» **Task requirements**
Can you convert the data below into a JSON list of strings, with one string per line and any blank lines left out?

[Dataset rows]
·····
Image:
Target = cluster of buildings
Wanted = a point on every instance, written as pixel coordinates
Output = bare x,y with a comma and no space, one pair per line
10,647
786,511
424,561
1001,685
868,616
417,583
·····
» **Written solution**
[
  "Image:",
  "Target = cluster of buildings",
  "Wanted = a point on every instance, written as pixel coordinates",
  "Output = bare x,y with a comma and no space, one pair per line",
  "10,647",
  "786,511",
  "424,561",
  "1001,685",
  "868,616",
  "417,583"
]